Work to complete >>
- 1) In the passage on early human migration to the Americas, what was recovered from Paisley 5 Mile Cave?
- 2) Rewrite the part of the passage on early human migration to the Americas starting with "That interpretation (and" and going on through "about boats dissolved.", changing "Washington State" to "Washington".

Segment Start: Selected passage

It was also a bit of a pickle, as stone tools known as Clovis points and Folsom points (quite large and difficult to produce bifacial stone spearpoints, possibly attached to wooden handles) are found in contexts dating to between 13,200 and 11,900 yrs ago, over much of North America.
That interpretation (and pickle) held sway until evidence of butchered megafauna (large animals like mammoth and mastodon) were recovered from contexts dated to 14,200 ya and 14,800 ya in what is now Wisconsin (Schaefer and Hebior sites, respectively). There is also a mastodon with a spearpoint still embedded in the bone, dated to 13,800 ya (the Manis mastodon) from Washington State. And finally: evidence from Paisley 5 Mile Cave, from which were recovered… significant (more than 65!) coprolites, or fossilized poop. Identified by DNA as human. So humans were here, pooping in caves, and hunting, in contexts that pre-date migration in-between the ice sheets. And with this, hesitation about boats dissolved.
At the same time, the past few decades have seen numerous contexts in Mesoamerica and in South America dated to 12,000-13,000 ya, or even 14,000 ya. The most impressive of them all is Monte Verde in southern Chile, dated to around 15,000 ya (and they have recently released evidence claiming dates earlier still, perhaps up to… 20,000 ya, though I haven’t had a chance to scrutinize it yet- it’s not just lab-reported carbon 14 dates that you rely on. You also need a careful scrutiny of what material was dated, and how, and if it was contaminated, or if layers were mixed up, etc). So we absolutely know that humans migrated over earlier than the ice sheets allowed- and for part of that journey, it is highly likely that they used boats.
Now, we’re also seeing mounting evidence that humans traversed the Pacific Ocean in boats from around 15,000 ya. I’m less familiar with the particulars of that evidence, but reports about it have been circulating in the news for the past two years. Keep an eye on this question, because it’s constantly changing, and is quite an exciting area of science.

Segment End: Selected passage
Segment Start: Given entries

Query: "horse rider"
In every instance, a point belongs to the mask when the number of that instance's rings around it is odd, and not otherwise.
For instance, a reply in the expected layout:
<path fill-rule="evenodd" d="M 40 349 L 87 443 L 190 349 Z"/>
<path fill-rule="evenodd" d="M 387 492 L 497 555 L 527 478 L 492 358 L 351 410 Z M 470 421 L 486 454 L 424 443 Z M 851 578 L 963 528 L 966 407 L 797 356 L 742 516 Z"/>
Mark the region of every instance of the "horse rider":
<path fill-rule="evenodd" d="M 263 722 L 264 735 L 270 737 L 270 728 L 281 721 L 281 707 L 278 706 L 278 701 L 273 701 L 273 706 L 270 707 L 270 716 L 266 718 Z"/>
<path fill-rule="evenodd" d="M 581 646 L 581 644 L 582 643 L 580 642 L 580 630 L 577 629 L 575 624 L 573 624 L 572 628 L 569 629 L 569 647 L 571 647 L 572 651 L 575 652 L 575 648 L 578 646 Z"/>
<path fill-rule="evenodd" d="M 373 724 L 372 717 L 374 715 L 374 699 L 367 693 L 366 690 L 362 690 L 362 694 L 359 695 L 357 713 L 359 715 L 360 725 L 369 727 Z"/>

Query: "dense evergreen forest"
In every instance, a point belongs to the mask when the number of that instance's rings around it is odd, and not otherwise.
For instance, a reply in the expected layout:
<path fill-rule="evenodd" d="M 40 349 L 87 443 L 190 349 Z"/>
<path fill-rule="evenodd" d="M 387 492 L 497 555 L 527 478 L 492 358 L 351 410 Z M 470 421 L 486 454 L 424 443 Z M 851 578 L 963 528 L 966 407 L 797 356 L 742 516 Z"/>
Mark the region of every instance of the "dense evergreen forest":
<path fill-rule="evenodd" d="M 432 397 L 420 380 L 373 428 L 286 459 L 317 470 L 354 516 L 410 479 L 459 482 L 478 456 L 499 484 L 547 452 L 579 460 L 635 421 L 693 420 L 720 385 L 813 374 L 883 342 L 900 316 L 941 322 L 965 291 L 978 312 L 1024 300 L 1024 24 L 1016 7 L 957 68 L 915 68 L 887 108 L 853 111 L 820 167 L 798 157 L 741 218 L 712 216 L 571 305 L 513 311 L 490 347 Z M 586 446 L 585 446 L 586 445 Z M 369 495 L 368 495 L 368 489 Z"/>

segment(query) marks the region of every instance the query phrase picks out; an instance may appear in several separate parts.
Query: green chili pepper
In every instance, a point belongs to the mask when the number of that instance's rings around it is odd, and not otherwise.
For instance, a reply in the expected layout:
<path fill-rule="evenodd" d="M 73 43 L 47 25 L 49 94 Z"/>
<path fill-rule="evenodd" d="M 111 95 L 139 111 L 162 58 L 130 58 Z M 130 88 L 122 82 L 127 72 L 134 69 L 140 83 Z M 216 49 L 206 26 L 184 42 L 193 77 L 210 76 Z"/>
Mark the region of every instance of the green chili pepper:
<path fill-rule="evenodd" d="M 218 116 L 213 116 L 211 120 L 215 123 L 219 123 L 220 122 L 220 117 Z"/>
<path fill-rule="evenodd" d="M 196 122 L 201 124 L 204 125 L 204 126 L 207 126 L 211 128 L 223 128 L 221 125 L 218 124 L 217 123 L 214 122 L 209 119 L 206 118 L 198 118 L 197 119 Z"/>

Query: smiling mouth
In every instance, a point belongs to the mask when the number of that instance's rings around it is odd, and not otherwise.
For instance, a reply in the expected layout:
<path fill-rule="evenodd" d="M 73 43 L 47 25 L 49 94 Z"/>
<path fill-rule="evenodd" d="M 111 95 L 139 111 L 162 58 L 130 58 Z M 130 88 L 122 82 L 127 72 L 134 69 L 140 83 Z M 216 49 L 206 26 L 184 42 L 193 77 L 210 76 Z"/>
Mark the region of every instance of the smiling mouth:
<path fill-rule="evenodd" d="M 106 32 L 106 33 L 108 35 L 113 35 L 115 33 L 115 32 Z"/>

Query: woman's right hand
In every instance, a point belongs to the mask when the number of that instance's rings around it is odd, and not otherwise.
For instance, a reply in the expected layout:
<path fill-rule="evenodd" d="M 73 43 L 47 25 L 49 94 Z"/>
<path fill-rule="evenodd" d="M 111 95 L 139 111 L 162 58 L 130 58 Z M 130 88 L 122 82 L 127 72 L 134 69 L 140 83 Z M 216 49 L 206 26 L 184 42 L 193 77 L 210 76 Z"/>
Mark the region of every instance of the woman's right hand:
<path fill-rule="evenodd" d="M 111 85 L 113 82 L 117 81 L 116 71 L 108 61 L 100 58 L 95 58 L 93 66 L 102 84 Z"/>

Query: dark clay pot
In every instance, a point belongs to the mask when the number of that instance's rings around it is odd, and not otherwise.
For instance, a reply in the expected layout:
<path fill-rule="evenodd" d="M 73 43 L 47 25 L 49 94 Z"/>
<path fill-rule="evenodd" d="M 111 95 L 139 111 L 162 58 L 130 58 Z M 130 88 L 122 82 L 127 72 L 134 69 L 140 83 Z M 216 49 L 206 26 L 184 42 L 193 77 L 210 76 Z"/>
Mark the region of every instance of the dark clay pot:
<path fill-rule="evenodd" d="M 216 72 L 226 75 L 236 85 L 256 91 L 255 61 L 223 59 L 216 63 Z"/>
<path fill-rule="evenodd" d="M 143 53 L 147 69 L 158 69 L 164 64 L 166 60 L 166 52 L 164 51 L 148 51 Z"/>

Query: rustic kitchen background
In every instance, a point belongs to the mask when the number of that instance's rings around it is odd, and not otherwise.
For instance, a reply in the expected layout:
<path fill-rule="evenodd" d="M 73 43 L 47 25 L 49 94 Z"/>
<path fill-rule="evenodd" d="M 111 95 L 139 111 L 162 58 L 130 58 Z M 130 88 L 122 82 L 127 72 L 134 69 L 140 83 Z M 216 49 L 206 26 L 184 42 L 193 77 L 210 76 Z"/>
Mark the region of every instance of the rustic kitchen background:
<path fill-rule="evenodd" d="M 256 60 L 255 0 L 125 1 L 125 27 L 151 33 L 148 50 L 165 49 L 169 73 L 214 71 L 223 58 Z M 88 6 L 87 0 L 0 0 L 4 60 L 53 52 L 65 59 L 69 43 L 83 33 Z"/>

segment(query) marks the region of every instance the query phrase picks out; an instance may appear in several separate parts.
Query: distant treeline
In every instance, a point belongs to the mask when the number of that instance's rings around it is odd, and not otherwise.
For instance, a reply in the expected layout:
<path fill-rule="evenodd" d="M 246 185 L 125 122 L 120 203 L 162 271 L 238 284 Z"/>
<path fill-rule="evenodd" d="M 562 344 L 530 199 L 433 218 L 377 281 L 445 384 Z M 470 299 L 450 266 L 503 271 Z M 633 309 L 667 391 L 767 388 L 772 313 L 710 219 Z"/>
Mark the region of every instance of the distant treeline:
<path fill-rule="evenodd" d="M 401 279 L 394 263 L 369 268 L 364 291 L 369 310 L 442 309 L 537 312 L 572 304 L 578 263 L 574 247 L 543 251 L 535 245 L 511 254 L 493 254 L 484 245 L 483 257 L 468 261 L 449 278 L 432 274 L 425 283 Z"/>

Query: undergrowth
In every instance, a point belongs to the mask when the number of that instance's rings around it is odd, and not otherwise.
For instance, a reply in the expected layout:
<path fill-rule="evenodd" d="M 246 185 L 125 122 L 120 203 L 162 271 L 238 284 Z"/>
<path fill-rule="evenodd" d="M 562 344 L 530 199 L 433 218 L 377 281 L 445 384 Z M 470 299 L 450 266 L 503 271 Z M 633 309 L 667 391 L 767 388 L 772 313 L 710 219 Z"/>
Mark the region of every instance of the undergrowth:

Segment End: Given entries

Outputs in order >>
- 1) More than 65 coprolites (fossilized poop), identified by DNA as human.

- 2)
That interpretation (and pickle) held sway until evidence of butchered megafauna (large animals like mammoth and mastodon) were recovered from contexts dated to 14,200 ya and 14,800 ya in what is now Wisconsin (Schaefer and Hebior sites, respectively). There is also a mastodon with a spearpoint still embedded in the bone, dated to 13,800 ya (the Manis mastodon) from Washington. And finally: evidence from Paisley 5 Mile Cave, from which were recovered… significant (more than 65!) coprolites, or fossilized poop. Identified by DNA as human. So humans were here, pooping in caves, and hunting, in contexts that pre-date migration in-between the ice sheets. And with this, hesitation about boats dissolved.